++++ Supplied passage

2 more nights sleeping in this hospital. We are so looking forward to not sleeping in the hospital any longer. I feel myself wanting to rush through the day so it will be over and feeling annoyed about having to eat at the cafeteria again. We just have to get through Friday midday and then we are free, as Alistair would say!
Monday Alistair had his half day of therapies and then he and Seth came home. We ended up staying around the house for quite a while, playing video games, and then headed out to run some errands. We got home with groceries for dinner, put a kibosh on video games and sent the kids upstairs to play. Well lo and behold they found something to do with Legos together and then Gillian helped Alistair look at a Lego book. Truth be told, the video game playing has been very good for Alistair's arm and hand. It is beginning to bend easier and his hand function is starting to come back...I just hate having the video games on all the time! We had a nice BBQ'd dinner and cleaned up. Then Seth and Alistair headed back to the hospital.
Alistair had a long day yesterday with his schedule and therapies. We recently bought him a Fitbit Charge to motivate him to walk and move more and hopefully build up strength and stamina. Yesterday was his best day to date. He walked down to almost the cafeteria and back, down to Starbucks and back by the entrance and walked his entire outing, not to mention to all his therapies. Then after dinner he and I took a walk up to the rooftop garden. He was tired last night and then also today...partly due to his busy day yesterday and partly due to his not sleeping great last night.
Today we had a bit of a quieter day, but it was peppered with a few exciting things! First this morning he had his swallow study with hopes of passing on to regular liquids and not having to thicken anything anymore. It was scheduled for an hour, 10 minutes into it after more or less chugging two cups of liquid with no issues, she was convinced that he passed with flying colors! He can drink whatever he wants! Yee-haw! He came back and told everyone on the floor who would listen! They were so excited for him. Because he can do regular liquids now and because his incision has healed, he was cleared to go to the pool. He is super excited for PT tomorrow as it will be 1 hour in the pool!! We also worked on transferring into the Pilot today. He did great with a foot stool and seemed pretty happy about being in one of our cars. Nana and Papa were nice enough to let us use their car for a while, but I think he enjoyed sitting in HIS seat! Tomorrow or Friday we will work on transferring into the Durango now that we have running boards on it. He is really looking forward to sitting in his seat in the new car! Although if he is anything like Gillian, the novelty of sitting in the third row easily will trump the captains chair real fast!
![]() |
| Heading to the nurses station to spread the good news! |
![]() |
| Cheers to regular liquids! |
Tomorrow in addition to his usual therapies, we start having our wrap-up meetings to go over discharge info for everything from equipment to meds to outpatient therapies to our next appointment here to stretches to school and everything in between! Lots of info, but because we are here everyday, we have lots of experience doing and seeing everything and that makes our teaching times shorter! We will have a lot of work to do ourselves once at home and I am sure his outpatient therapists will have their own list of stretches and other homework they will want us to do. I am almost overwhelmed with all the running around to various appointments and home workouts we will have to do. Keeping track of where I am when will be very important. I just keep focusing on the fact that we will all be starting from under the same roof and we will be eating all of our meals together again. The rest of it will fall into place.

++++++++

Transcribe the hospital update from "2 more nights" up to and including "Alistair would say!". You can set the entries aside, since nothing here depends on them.

++++ Records

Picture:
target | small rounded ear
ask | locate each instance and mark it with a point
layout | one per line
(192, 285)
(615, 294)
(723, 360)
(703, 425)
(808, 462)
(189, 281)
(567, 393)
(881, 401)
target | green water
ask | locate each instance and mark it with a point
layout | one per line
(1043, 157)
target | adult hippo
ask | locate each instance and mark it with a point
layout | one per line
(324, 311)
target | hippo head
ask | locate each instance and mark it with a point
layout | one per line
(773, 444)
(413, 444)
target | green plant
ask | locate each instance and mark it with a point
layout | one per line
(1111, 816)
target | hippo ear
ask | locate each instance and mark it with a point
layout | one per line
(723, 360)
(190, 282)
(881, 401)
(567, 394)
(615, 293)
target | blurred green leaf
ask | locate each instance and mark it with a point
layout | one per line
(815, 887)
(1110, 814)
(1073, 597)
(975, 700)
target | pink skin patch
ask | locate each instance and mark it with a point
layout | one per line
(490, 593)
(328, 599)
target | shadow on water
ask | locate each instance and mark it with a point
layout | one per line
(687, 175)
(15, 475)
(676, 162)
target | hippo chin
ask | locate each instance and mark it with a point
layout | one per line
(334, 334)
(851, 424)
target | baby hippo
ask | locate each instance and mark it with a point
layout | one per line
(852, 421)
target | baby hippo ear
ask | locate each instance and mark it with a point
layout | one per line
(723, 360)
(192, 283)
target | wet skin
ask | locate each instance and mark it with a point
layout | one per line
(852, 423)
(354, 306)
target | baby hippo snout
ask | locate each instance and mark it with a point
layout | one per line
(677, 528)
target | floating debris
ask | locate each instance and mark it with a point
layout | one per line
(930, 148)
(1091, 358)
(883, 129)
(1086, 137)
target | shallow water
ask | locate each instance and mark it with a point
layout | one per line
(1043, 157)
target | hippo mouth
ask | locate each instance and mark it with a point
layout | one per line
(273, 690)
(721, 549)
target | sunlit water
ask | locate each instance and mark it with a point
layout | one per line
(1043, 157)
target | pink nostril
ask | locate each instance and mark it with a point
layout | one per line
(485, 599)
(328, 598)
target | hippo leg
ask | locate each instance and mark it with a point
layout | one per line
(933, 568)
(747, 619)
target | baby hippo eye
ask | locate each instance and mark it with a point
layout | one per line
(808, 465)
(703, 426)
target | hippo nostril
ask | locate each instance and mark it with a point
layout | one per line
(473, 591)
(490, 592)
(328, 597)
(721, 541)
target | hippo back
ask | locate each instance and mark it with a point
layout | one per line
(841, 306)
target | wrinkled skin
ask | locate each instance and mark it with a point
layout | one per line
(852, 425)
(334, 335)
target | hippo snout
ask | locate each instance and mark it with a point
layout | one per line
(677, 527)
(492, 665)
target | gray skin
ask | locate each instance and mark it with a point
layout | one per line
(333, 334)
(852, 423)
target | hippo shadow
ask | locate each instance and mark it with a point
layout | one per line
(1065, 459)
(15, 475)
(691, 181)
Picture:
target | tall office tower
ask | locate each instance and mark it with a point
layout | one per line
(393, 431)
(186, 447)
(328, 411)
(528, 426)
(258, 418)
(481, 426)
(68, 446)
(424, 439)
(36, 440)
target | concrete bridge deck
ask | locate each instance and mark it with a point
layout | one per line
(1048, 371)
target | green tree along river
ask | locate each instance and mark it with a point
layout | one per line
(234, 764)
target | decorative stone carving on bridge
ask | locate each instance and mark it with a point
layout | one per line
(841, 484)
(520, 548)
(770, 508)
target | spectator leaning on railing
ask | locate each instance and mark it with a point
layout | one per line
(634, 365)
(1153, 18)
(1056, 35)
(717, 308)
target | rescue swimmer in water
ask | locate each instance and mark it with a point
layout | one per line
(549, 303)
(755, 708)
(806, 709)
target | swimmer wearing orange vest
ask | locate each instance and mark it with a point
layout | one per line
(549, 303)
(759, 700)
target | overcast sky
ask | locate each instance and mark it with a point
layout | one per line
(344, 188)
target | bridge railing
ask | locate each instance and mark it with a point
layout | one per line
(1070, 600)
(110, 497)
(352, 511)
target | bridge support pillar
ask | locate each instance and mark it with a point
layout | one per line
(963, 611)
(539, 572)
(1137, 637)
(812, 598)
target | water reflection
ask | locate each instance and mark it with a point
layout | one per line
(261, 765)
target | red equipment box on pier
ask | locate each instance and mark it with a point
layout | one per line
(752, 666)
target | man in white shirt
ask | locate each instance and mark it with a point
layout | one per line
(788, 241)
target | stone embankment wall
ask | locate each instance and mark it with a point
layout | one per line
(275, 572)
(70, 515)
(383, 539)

++++++++

### Result of this task:
2 more nights sleeping in this hospital. We are so looking forward to not sleeping in the hospital any longer. I feel myself wanting to rush through the day so it will be over and feeling annoyed about having to eat at the cafeteria again. We just have to get through Friday midday and then we are free, as Alistair would say!